* WORK INSTRUCTIONS: Reproduce the records below, swapping every occurrence of "provide box coordinates" for "give bounding box coordinates" and leaving everything else unchanged.

* INPUT DATA:
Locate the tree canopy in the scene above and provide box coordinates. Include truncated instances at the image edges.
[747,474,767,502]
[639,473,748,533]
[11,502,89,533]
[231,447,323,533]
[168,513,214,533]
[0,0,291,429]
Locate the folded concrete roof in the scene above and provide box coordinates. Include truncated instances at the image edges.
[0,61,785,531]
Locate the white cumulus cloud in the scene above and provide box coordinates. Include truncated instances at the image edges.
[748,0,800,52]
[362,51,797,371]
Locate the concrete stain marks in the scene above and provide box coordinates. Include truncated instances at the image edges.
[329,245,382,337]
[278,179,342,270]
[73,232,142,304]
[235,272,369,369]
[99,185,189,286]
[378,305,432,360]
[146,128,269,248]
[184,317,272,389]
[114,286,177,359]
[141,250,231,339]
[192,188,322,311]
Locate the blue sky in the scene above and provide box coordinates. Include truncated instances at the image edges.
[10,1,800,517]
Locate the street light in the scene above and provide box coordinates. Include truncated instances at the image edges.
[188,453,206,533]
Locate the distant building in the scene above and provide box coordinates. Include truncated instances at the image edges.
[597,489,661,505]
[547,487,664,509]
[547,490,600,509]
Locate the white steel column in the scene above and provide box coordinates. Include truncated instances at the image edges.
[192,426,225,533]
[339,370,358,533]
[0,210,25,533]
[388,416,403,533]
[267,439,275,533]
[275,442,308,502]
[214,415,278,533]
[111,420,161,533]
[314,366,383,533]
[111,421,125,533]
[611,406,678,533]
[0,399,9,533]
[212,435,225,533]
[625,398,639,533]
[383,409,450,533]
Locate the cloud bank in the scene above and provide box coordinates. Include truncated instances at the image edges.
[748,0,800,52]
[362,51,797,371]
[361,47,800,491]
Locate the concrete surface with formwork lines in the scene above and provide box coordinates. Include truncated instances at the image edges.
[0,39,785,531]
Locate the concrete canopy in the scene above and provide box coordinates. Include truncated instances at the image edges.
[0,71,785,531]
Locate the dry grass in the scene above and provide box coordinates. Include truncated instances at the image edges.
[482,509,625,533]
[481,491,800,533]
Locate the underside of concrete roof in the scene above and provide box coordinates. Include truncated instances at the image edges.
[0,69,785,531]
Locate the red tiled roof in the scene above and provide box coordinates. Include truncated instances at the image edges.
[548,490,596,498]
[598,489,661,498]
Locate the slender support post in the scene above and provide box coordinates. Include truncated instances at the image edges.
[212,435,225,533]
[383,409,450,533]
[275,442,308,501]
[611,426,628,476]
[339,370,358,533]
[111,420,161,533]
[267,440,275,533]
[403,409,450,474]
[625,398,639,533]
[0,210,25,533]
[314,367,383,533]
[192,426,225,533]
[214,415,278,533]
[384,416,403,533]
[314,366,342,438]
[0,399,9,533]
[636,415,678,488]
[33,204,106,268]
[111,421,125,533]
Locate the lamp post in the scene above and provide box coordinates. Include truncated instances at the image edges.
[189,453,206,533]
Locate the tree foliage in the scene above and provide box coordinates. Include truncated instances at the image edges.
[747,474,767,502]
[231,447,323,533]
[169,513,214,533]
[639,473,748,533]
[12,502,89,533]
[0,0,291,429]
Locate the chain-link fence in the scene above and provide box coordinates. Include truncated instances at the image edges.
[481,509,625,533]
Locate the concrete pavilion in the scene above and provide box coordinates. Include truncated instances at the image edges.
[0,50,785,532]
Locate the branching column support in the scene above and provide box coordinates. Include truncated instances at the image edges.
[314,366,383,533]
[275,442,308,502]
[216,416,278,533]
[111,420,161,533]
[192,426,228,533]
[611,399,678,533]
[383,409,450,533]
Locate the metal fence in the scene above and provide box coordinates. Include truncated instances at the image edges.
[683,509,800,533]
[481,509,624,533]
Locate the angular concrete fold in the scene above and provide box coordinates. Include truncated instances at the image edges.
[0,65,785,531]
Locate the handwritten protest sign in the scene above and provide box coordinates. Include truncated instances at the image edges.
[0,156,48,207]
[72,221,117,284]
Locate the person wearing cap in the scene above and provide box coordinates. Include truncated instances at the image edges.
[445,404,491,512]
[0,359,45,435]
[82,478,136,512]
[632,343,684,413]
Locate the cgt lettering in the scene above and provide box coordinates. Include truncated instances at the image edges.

* THE COMPLETED TASK:
Locate the tree canopy in the scene above and give bounding box coordinates. Include truncated instances at the image edges.
[747,474,767,502]
[639,473,748,533]
[11,502,89,533]
[231,447,323,533]
[168,513,214,533]
[0,0,291,429]
Locate the folded concrete roof in the scene above and give bounding box coordinates. Include truncated instances at the image edges.
[0,61,785,531]
Locate the white cumulus cloud in the scene above and give bounding box coordinates. Include truncated instances at the image edges.
[748,0,800,52]
[362,51,797,371]
Locate the concrete stain marks in the scene above and give bounding box coordinates. Include truncated instances at the image edges.
[329,245,382,337]
[278,179,342,270]
[73,232,142,304]
[235,272,369,369]
[99,185,189,286]
[378,305,432,360]
[146,128,269,248]
[184,317,272,389]
[114,286,177,359]
[141,250,231,339]
[192,188,322,311]
Locate the blue sky in the scene above and give bounding box coordinates. Include truncated instances at the image edges.
[10,1,800,517]
Locate the street light in the scene above and give bounding box coordinates. Include truncated instances at the image edges.
[188,453,206,533]
Locate the distant building in the scene above and give bounding box coordinates. Include truncated instances at the image edges.
[597,489,661,505]
[547,487,664,509]
[547,490,600,509]
Locate the white steel column in the scene above and give bounding box coordinates. Include truncated instances at the image edges.
[192,426,225,533]
[339,370,358,533]
[0,210,25,533]
[388,416,403,533]
[267,439,275,533]
[275,442,308,502]
[214,415,278,533]
[111,420,161,533]
[314,366,383,533]
[111,421,125,533]
[611,406,678,533]
[0,399,9,533]
[212,435,225,533]
[625,398,639,533]
[383,409,450,533]
Locate the cloud bank in the scene above and give bounding box coordinates. Include truncated instances at the image edges.
[748,0,800,52]
[362,51,797,371]
[361,47,800,491]
Locate the concrete surface with formwork lines in the scene above and give bounding box coordinates. Include truncated instances at the image edges.
[0,39,785,531]
Locate the concrete canopy in the scene above and give bounding box coordinates. Include truncated instances at the image edges.
[0,71,785,531]
Locate the dry grass in the scene above and give bounding box coordinates. Include truncated instances at the image edges.
[482,509,625,533]
[481,491,800,533]
Locate the underside of concrete roof in the scene above and give bounding box coordinates. Include truncated instances at the image edges.
[0,69,785,531]
Locate the red tiled roof in the scene above and give bounding box coordinates. Include truncated instances at the image edges.
[548,490,596,498]
[598,489,661,498]
Locate the slender support post in the scene above and give bounding box coordinates. Include truncated instances at the image edges.
[212,435,225,533]
[383,409,450,533]
[275,442,308,501]
[611,426,628,476]
[339,370,358,533]
[111,420,161,533]
[267,440,275,533]
[403,409,450,474]
[625,398,639,533]
[0,210,25,533]
[314,367,383,533]
[192,426,225,533]
[214,415,278,533]
[384,416,403,533]
[314,366,342,438]
[0,399,9,533]
[636,415,678,488]
[33,204,106,268]
[111,421,125,533]
Locate the lamp post in the scene above and give bounding box coordinates. Include truncated instances at the image edges.
[189,453,206,533]
Locate the tree foliage in the scene above and give bounding box coordinates. Include truncated instances at the image edges.
[747,474,767,502]
[231,447,323,533]
[169,513,214,533]
[639,473,748,533]
[12,502,89,533]
[0,0,291,429]
Locate the chain-link fence in the scene above and give bounding box coordinates. Include truncated instances at the image edges.
[481,509,625,533]
Locate the concrete pavilion in the scene above and give bounding box coordinates. Include truncated instances at the image edges.
[0,50,785,532]
Locate the branching column support in the scene above and give bounding box coordinates. Include truncated instances at the image edges.
[314,366,383,533]
[275,442,308,502]
[216,416,278,533]
[111,420,161,533]
[192,426,228,533]
[611,399,678,533]
[383,409,450,533]
Locate the metal fence in the scene above and give bounding box coordinates. Include truncated instances at the image edges.
[683,509,800,533]
[481,509,624,533]
Locate the angular concrete fold in the scene above and give bounding box coordinates. Include truncated instances at the image edges.
[0,65,785,531]
Locate the handwritten protest sign in the scene above and give bounding box coordinates. Include truncated instances at the image edges.
[0,156,48,207]
[72,221,117,284]
Locate the person wearing cap in the scene above and give bounding box coordinates. Include truncated instances at the image edges.
[445,404,491,512]
[0,359,45,435]
[82,478,136,512]
[632,343,684,413]
Locate the cgt lettering in the scene above and give bounding box coordinates. Include truncated instances at the image edges.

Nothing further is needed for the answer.